◆ **Image point grounding data**:
----

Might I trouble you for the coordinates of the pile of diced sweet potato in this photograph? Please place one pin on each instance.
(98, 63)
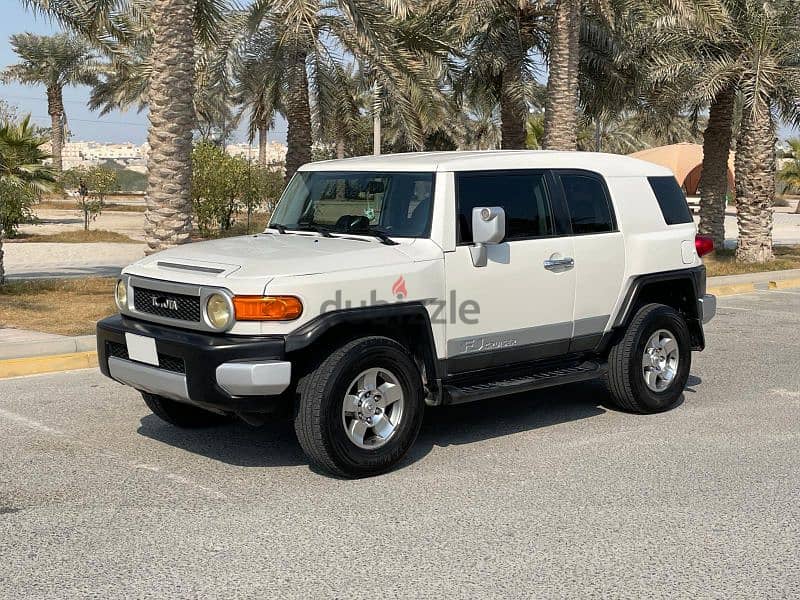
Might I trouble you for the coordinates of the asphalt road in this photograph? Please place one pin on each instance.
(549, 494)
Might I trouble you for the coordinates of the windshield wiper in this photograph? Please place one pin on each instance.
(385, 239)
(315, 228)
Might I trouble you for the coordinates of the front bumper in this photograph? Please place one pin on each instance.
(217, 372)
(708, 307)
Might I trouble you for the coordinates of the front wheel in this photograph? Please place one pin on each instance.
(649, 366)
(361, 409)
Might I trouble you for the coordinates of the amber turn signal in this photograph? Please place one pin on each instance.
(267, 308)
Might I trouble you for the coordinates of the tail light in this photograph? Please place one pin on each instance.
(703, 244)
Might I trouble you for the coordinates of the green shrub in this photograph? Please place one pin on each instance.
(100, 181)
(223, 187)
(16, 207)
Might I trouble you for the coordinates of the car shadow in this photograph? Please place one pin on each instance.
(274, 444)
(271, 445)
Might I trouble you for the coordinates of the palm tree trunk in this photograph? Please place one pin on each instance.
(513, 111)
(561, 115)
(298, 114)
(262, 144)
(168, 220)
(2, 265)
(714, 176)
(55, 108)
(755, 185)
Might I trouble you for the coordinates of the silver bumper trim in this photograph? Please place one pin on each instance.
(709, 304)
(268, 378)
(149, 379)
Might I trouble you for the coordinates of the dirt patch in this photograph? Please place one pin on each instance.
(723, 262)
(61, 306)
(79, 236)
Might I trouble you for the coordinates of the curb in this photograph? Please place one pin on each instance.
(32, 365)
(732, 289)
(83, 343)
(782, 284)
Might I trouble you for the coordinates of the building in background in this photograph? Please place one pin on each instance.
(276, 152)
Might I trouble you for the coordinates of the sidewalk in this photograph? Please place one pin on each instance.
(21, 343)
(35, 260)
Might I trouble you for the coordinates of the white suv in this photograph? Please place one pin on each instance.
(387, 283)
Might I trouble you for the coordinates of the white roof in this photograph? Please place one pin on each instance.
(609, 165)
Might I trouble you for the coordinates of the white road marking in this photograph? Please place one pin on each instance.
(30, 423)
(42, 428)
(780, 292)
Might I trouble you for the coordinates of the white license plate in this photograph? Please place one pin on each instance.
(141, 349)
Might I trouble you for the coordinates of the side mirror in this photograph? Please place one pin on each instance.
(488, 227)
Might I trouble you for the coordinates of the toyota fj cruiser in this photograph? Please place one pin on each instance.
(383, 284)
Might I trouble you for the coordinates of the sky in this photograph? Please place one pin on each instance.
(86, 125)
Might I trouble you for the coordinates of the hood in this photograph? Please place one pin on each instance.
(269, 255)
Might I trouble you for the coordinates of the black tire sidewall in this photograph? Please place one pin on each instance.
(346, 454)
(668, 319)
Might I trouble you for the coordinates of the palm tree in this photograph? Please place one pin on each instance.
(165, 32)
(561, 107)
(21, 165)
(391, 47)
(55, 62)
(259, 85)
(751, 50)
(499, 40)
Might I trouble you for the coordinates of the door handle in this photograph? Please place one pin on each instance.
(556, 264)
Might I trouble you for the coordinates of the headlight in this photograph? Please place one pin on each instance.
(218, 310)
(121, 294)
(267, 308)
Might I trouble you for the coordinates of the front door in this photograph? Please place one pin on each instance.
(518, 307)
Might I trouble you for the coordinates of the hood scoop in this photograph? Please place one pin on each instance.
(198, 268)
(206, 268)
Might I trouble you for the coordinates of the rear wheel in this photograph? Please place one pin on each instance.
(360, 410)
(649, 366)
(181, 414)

----

◆ **PROBLEM TO SOLVE**: Leave every picture out and output the records exactly.

◆ **SOLUTION FOR THIS EXERCISE**:
Might I trouble you for the coordinates of the pile of diced sweet potato in this photograph? Please place one pin on each instance.
(98, 63)
Might I trouble you for the coordinates of the asphalt road in this photograph? Please place one pin on each instance.
(549, 494)
Might I trouble you for the coordinates of the windshield wiper in this photograph? Please place one pin on each instance.
(385, 239)
(315, 228)
Might I trouble you for the coordinates of the front bumper in this photograph? Please place one pin on each instance.
(217, 372)
(708, 307)
Might I trouble you for the coordinates of the front wheel in this photograph? Please place one pin on each instance.
(649, 366)
(361, 409)
Might I trouble you for the coordinates of the amber turn signal in this photograph? Please place one pin on each instance.
(267, 308)
Might I trouble you for the coordinates of the tail light in this photograph? Please place one pin on each instance.
(703, 244)
Might I trouble you for the coordinates of the green shrub in this photograph? Please place one pin on each instance.
(100, 181)
(223, 187)
(16, 207)
Might I trouble you for the coordinates of the car shadow in this photograph? Please place one pin on each instance.
(274, 444)
(271, 445)
Might I trouble you for the coordinates of the palm tree trunk in this photograph? Please place one pin on each instance.
(513, 111)
(561, 115)
(298, 114)
(262, 144)
(168, 220)
(2, 265)
(714, 176)
(55, 108)
(755, 185)
Might I trouble you for the coordinates of the silver bumper trim in this photograph? Please place one pin on each instance.
(709, 304)
(268, 378)
(149, 379)
Might I trouble you for the coordinates of the dirt patch in this photograph? Please place one pin on each instance.
(723, 262)
(61, 306)
(79, 236)
Might I trouble you for the coordinates of the curb in this photograph? Please place one pin on each instance.
(32, 365)
(732, 289)
(83, 343)
(782, 284)
Might I trouble you for the coordinates of the building in background in this photograph? Please place one pin on each instance.
(276, 152)
Might I trouble you for the coordinates of the sidewalk in this photograph? Please place one pin on each instance.
(21, 343)
(35, 260)
Might I trouble you for the coordinates of the white suv in this photograph? Please place one pin on each instance.
(387, 283)
Might I trouble you for the coordinates of the white roof in this photograph? Please place one pin on each instance.
(609, 165)
Might I trouble you for the coordinates of the white road marking in this photograph? Please place one pin on each instance.
(30, 423)
(42, 428)
(780, 292)
Might I trouble you for the coordinates of the white license plate in this photograph? Please place one pin on each instance.
(141, 349)
Might I trouble you for the coordinates of the side mirror in this photograph? Please place one pin on each instance.
(488, 227)
Might I trouble you for the coordinates of the toyota fj cruiser in this photograph? Please place one pin on each instance.
(383, 284)
Might I trouble you for the coordinates of the sky in this photograph? Please place one pin on each instance.
(86, 125)
Might I trouble you for the coordinates of the hood in this photograph? Please place one pin on each instance.
(269, 255)
Might I trouble you for the coordinates of the black tire sidewall in this photograph? Please place one pin on each instance.
(346, 454)
(668, 319)
Might I trouble you for the coordinates of the palm tree in this photograph? Please place one pin on each instance.
(165, 32)
(561, 107)
(21, 165)
(391, 47)
(55, 62)
(259, 85)
(751, 50)
(499, 40)
Might I trouble you for the coordinates of the door handle in this photograph? Please place one pin on each instance.
(556, 264)
Might I trouble you for the coordinates of the headlight in this photograph? Please place one pin on each instance.
(218, 310)
(121, 294)
(267, 308)
Might I trouble you for the coordinates of the front door in this photograph? Please place one pin on each instance.
(518, 307)
Might I trouble you for the coordinates of the hood scoop in this photograph? Please place one pin on each instance.
(198, 268)
(206, 268)
Might I trouble you for the coordinates of the rear wheel in this photograph? Please place one pin on each instance.
(360, 410)
(649, 366)
(181, 414)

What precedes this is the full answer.